| Document segment |
[Start]

FUN FIRST!

Daily Encouragement for Better Living

JANUARY, 2010

  •  Happy New Year!  Yesterday you took your first small step toward reaching a goal.  Today, it's time for the 5-step list.  Make a list of the next 5 small steps you will take toward achieving your goals.  Step 5 should always be to make a new 5 step list.  Do one step per day.  If you can't do a step in a day it's probably not small enough.  Set your steps really, really small.  As you get rolling, it will get easier.  The idea is to make the steps easily achievable so you build momentum and can see yourself progressing.  For example, if the life goals you are working on are writing a book and getting physically fit your first list might look like: 1) spend 5 minutes thinking of possible topics for a book; 2) spend 5 minutes visualizing what "fit" looks like for you; 3) think about whether to join a gym, hire a personal trainer, develop your own program, etc. 4) think about how much time you are going to devote each day or week to working on your book; 5) make a new 5 step list.  As you progress your list might be: 1) write for 1/2 an hour; 2) do upper body weight lifting routine; 3) find source of info for ____ topic for book; 4) shop for food in my nutrition plan; 5) make a new 5 step list.  Tailor your list to your current situation.  It's very important to make the steps easy for you.  Don't set them where you think you "should" be.  Set them easy where you are.
  •  When I get in my car and start driving on these winter mornings, I sound like a fan at a Miami Heat home basketball game: "Come onnnnn Heat!  Let's go Heat!  Let's go Heat!  Come onnnnnn Heat!"  It doesn't work though.  The car doesn't get warm any sooner than if I just sat there with my teeth chattering.  But, it does keep me amused and I'm sure the passing drivers are also entertained by my seen, but unheard, screaming.  As I've said many times, being easily amused is one of the foundations to a happy life.  If you can crack yourself up, you'll never be bored. 
  •  Today is the Christian feast of the Epiphany commemorating the revelation to the three wise men that the Messiah had arrived.  It's a good time for all Christians to ask themselves whether other people are seeing Christ revealed in them.  Chances are the answer is not nearly as much as we'd like.  Christ is giving up everything for the good of somebody else.  We aren't very good at this.  We're better at observing what other people need to do differently.  Francis of Assisi is quoted as saying "Preach the Gospel at all times.  If necessary, use words."  The more we live as Christ the less we'll need to say to convince people who He is.

[End]

| Dataset |
[Start]

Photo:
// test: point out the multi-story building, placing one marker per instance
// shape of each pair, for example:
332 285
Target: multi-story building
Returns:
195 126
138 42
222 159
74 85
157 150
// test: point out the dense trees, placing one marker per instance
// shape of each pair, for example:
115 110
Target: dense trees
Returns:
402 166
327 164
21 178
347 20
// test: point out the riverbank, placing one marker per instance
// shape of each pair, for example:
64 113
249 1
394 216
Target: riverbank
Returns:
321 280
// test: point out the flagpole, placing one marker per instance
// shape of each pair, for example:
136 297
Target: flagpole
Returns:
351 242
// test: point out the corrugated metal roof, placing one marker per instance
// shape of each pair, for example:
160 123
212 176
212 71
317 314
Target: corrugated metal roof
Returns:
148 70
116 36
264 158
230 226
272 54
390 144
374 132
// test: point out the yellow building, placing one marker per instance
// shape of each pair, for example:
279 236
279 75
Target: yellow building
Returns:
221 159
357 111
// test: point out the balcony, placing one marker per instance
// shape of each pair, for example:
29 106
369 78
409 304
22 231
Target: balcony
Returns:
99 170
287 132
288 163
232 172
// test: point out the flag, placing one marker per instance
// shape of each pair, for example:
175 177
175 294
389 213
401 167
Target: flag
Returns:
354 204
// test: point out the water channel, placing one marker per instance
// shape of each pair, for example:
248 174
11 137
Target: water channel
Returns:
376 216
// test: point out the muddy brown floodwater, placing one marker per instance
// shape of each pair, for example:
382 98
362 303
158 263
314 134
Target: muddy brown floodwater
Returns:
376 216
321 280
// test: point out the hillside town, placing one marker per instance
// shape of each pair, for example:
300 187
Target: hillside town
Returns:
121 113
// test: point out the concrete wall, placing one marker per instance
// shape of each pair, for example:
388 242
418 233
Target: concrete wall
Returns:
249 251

[End]

| Exercise task A |
In the daily encouragement page, what should step 5 of every 5-step list always be?
| Exercise task B |
Write the next part of the daily encouragement page, picking up right after its last entry.

| Task output A |
Step 5 should always be to make a new 5-step list.

| Task output B |
  •  "Is it not sheer madness to live poor to die rich?" (Juvenal)  It's better to live rich.  I don't mean beyond your financial means.  Living rich means living fully.  Enjoying the people and other good things that cross your path.  It's too easy to put off enjoying the moment.  To be a joy miser. Refusing to experience any joy until all your "duties" are done, which they never are.  If you're a money miser, at least you can leave your money to somebody else to enjoy when you're dead.  If you're a joy miser, you don't leave anybody anything.  The only way to leave a legacy of joy is to be a joy spendthrift from this day forward.  Live rich.  Die rich.  That's my plan.
  •  Don't say "they should."  Ask "how can I?"  If you want something to be different, do what you can to make it so.  Thinking about what other people should do is not very useful.
  •  A kind word enriches both giver and receiver.  See how many people you can enrich today and enjoy the wealth of joy it brings you.
  •  A few days ago I set out the small step approach to reaching your goals.  Breaking your goals down into tiny, easy to achieve steps can help you make consistent progress.  Here's something else to remember, the two requirements of success are: 1) Start. 2) Don't quit.  Pretty simple, eh?   
  •  Life is like receiving a bottle of fine wine every day.  You can look forward to enjoying its contents or you can gripe about how hard it is to remove the cork.  Don't focus on obstacles.  Focus on the richness that awaits you on the other side of them.
  •  I read a story about Civil War re-enactors.  One guy specialized in looking like a dead body that had been lying on the battlefield for a few days.  He referred to it as "doing the bloat."  Playing dead on the outside, as a hobby, is ok but being dead on the inside while your body goes through the motions of life is a different matter.  If you're feeling lifeless on the inside, make a list of the things you're grateful for (each of your friends, your favoite music,playing basketball, etc.)  For each thing, write a way you can enjoy that particular thing even more (Talk to a friend everyday, listen to your favorite song first thing in the morning, go to the gym every day and shoot around.)  Then, pick one and do it or decide when you are going to do it (a specific date and time) nad when the appointed time comes do it.  If you pick a couple things off the list every day, and do them, you'll be feeling lively in no time and your list, and joy, will be ever expanding.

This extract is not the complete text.